Draw side-by-side comparison of group pairs.

PARAMETER DESCRIPTION
group_pairs

List of (group1, group2) tuples

TYPE: List[Tuple[str, str]]

separate_pairs

If True, groups are arranged in pairs (g1, g2, g1, g2, ...) If False, duplicates are removed

TYPE: bool DEFAULT: False

**kwargs

Additional draw arguments

DEFAULT: {}

Source code in aboba/experiment/aboba_experiment.py
def draw_comparison(
    self,
    group_pairs: List[Tuple[str, str]],
    separate_pairs: bool = False,
    **kwargs
) -> Tuple[Optional[Figure], Any]:
    """
    Draw side-by-side comparison of group pairs.

    Args:
        group_pairs: List of (group1, group2) tuples
        separate_pairs: If True, groups are arranged in pairs (g1, g2, g1, g2, ...)
                    If False, duplicates are removed
        **kwargs: Additional draw arguments
    """
    if separate_pairs:
        # Показать все группы включая дубликаты (пары рядом)
        all_groups = []
        for g1, g2 in group_pairs:
            all_groups.extend([g1, g2])
    else:
        # Убрать дубликаты, сохранив порядок первого появления
        all_groups = []
        seen = set()
        for g1, g2 in group_pairs:
            for g in [g1, g2]:
                if g not in seen:
                    all_groups.append(g)
                    seen.add(g)

    return self.draw(groups=all_groups, **kwargs)

quick_summary

quick_summary() -> pd.DataFrame

Get DataFrame with summary statistics for all groups.

RETURNS DESCRIPTION
DataFrame

DataFrame with columns: group_name, n_iterations, n_errors,

DataFrame

real_alpha, ci_left, ci_right, rejection_rate

Example

summary = experiment.quick_summary() print(summary.sort_values('real_alpha'))

Source code in aboba/experiment/aboba_experiment.py
def quick_summary(self) -> pd.DataFrame:
    """
    Get DataFrame with summary statistics for all groups.

    Returns:
        DataFrame with columns: group_name, n_iterations, n_errors,
        real_alpha, ci_left, ci_right, rejection_rate

    Example:
        summary = experiment.quick_summary()
        print(summary.sort_values('real_alpha'))
    """
    from aboba.utils.alpha_interval import calculate_real_alpha

    summary = []
    for name, group in self._groups.items():
        data = group.get_raw_data()

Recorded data

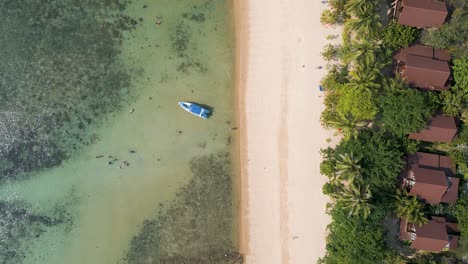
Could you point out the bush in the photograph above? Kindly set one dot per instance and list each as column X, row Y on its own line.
column 462, row 216
column 451, row 35
column 381, row 161
column 396, row 36
column 357, row 102
column 353, row 239
column 405, row 111
column 329, row 17
column 330, row 52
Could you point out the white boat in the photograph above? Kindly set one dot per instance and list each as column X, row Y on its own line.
column 195, row 109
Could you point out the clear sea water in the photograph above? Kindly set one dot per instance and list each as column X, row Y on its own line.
column 98, row 162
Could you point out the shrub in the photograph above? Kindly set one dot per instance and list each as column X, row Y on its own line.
column 396, row 36
column 353, row 239
column 330, row 52
column 451, row 35
column 357, row 102
column 329, row 17
column 380, row 161
column 405, row 111
column 462, row 216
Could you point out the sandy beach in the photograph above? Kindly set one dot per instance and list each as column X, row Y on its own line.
column 283, row 217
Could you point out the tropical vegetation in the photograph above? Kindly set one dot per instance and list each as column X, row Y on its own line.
column 373, row 113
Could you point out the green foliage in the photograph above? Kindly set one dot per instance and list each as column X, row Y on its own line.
column 380, row 160
column 332, row 189
column 356, row 199
column 462, row 216
column 405, row 111
column 336, row 15
column 329, row 17
column 357, row 102
column 327, row 168
column 335, row 78
column 410, row 208
column 365, row 22
column 459, row 150
column 348, row 125
column 347, row 167
column 363, row 51
column 455, row 100
column 395, row 36
column 446, row 210
column 451, row 35
column 433, row 258
column 330, row 52
column 353, row 239
column 460, row 72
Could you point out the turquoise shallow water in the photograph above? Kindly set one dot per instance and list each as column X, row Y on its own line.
column 79, row 208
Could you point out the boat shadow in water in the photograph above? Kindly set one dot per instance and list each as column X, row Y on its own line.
column 207, row 107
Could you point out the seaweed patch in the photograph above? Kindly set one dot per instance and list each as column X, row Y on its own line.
column 197, row 226
column 59, row 76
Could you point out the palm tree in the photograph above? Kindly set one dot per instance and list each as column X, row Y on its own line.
column 353, row 5
column 410, row 207
column 366, row 22
column 348, row 125
column 366, row 75
column 363, row 51
column 347, row 167
column 395, row 84
column 356, row 199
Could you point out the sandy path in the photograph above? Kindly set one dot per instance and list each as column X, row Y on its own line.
column 283, row 216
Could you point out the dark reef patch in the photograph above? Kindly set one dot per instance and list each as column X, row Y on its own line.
column 197, row 226
column 59, row 76
column 20, row 224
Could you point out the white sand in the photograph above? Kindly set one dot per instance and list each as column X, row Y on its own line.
column 283, row 217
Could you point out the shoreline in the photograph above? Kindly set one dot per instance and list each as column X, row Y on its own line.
column 241, row 57
column 282, row 216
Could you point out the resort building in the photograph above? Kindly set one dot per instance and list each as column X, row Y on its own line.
column 435, row 236
column 440, row 128
column 421, row 13
column 424, row 67
column 430, row 177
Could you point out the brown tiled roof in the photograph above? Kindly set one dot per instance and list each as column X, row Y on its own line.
column 422, row 50
column 439, row 129
column 452, row 192
column 430, row 185
column 453, row 242
column 423, row 13
column 433, row 236
column 433, row 181
column 433, row 161
column 426, row 73
column 425, row 66
column 404, row 234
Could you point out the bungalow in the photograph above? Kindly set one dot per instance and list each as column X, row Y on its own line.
column 421, row 13
column 431, row 178
column 435, row 236
column 439, row 129
column 424, row 67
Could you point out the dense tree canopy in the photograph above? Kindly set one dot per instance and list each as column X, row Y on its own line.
column 396, row 36
column 380, row 159
column 451, row 35
column 357, row 102
column 405, row 111
column 353, row 239
column 462, row 216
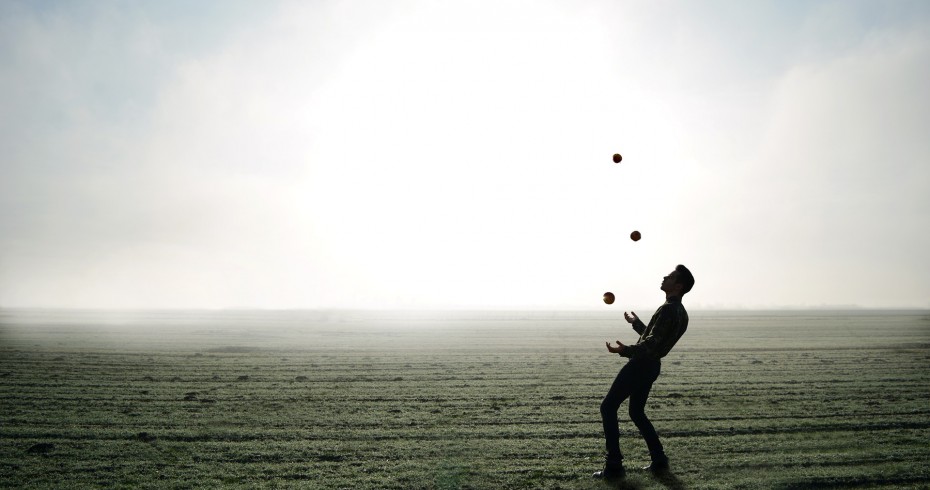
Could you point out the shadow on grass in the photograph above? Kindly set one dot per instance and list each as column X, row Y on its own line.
column 671, row 481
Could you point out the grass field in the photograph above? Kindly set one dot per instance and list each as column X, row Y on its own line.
column 460, row 400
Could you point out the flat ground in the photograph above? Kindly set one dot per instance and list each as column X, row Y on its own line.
column 477, row 400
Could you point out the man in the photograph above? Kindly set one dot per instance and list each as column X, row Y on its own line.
column 635, row 379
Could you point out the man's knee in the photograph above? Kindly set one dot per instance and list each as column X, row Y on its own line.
column 638, row 414
column 609, row 406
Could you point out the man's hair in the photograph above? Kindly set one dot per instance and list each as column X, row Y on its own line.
column 684, row 278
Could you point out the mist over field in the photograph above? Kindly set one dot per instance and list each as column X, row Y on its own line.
column 500, row 399
column 365, row 244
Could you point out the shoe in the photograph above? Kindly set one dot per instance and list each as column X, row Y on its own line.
column 610, row 473
column 657, row 466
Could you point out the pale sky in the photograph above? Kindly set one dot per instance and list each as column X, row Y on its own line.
column 440, row 154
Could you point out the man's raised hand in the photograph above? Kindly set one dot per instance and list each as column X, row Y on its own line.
column 615, row 350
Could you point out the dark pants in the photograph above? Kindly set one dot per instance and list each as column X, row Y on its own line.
column 634, row 382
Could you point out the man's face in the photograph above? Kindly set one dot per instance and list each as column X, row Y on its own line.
column 670, row 281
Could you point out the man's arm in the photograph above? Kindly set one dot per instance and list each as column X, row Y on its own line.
column 666, row 327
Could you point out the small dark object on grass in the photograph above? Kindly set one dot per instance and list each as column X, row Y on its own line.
column 41, row 448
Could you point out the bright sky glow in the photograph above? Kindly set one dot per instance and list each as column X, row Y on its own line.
column 422, row 154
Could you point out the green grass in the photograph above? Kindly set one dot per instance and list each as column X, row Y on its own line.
column 493, row 400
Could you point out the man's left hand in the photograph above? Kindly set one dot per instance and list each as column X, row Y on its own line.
column 615, row 350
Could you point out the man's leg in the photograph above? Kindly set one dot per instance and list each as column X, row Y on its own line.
column 619, row 391
column 638, row 396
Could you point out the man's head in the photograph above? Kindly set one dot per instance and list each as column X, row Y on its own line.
column 678, row 282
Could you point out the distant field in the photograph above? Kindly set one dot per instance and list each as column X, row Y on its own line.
column 466, row 400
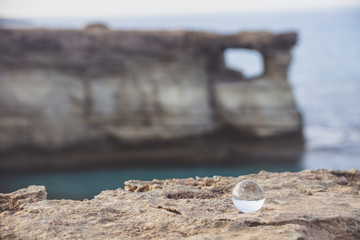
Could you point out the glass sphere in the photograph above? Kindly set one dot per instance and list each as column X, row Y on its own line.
column 248, row 196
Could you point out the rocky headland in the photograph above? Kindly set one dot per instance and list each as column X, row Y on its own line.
column 97, row 96
column 321, row 204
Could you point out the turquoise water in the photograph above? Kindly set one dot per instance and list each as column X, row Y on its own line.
column 88, row 183
column 325, row 75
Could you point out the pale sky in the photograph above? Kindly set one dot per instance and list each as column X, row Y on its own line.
column 141, row 8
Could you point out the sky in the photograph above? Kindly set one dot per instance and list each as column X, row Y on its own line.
column 142, row 8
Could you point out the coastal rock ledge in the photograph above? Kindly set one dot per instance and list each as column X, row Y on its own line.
column 321, row 204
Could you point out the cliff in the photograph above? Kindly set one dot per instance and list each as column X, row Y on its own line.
column 86, row 94
column 320, row 204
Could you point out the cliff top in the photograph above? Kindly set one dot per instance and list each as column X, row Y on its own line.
column 320, row 204
column 75, row 46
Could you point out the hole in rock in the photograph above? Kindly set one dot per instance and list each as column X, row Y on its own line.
column 249, row 62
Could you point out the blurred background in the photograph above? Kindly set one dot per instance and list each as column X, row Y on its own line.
column 324, row 75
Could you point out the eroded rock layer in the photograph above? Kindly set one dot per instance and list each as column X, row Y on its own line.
column 66, row 89
column 320, row 204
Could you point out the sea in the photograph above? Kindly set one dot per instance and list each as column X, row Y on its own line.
column 324, row 74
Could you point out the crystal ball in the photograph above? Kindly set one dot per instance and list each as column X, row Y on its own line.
column 248, row 196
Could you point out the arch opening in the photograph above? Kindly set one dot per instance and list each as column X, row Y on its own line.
column 247, row 61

• Exercise tasks:
- A) Using the aboba experiment documentation, decide whether each statement is true: (i) separate_pairs defaults to False; (ii) when separate_pairs is False, repeated groups are kept; (iii) quick_summary's DataFrame includes a rejection_rate column. For each, give yes or no and the deciding words from the documentation.
- B) Extend the aboba experiment documentation past its last line.

• Results of the exercise:
- A)
(i) Yes: "TYPE: bool DEFAULT: False"
(ii) No: "If False, duplicates are removed"
(iii) Yes: "real_alpha, ci_left, ci_right, rejection_rate"

- B)
        if data.is_empty():
            continue

        n_iter = len(data.history)
        pvals = [tr.pvalue for tr in data.history]
        n_errors = sum(int(p < self.alpha) for p in pvals)
        real_alpha, left_alpha, right_alpha = calculate_real_alpha(
            n_iter=n_iter, n_errors=n_errors
        )

        summary.append({
            'group_name': name,
            'n_iterations': n_iter,
            'n_errors': n_errors,
            'real_alpha': real_alpha,
            'ci_left': left_alpha,
            'ci_right': right_alpha,
            'rejection_rate': n_errors / n_iter if n_iter > 0 else 0.0,
            'mean_pvalue': np.mean(pvals),
            'median_pvalue': np.median(pvals),
        })

    return pd.DataFrame(summary)

draw_power_curve

draw_power_curve(effect_grid: Optional[List[float]] = None, effect_type: Literal['absolute', 'relative'] = 'absolute', n_iter: int = 500, target_power: float = 0.8, groups: Optional[List[str]] = None, group_configs: Optional[Dict[str, GroupVisualizationConfig]] = None, group_col: str = None, lang: Language = None, figsize: Tuple[float, float] = (9, 6), alpha_line_on: bool = True, **kwargs) -> Tuple[plt.Figure, plt.Axes]

Draw power curves: statistical power vs effect size for one or more groups using simulation.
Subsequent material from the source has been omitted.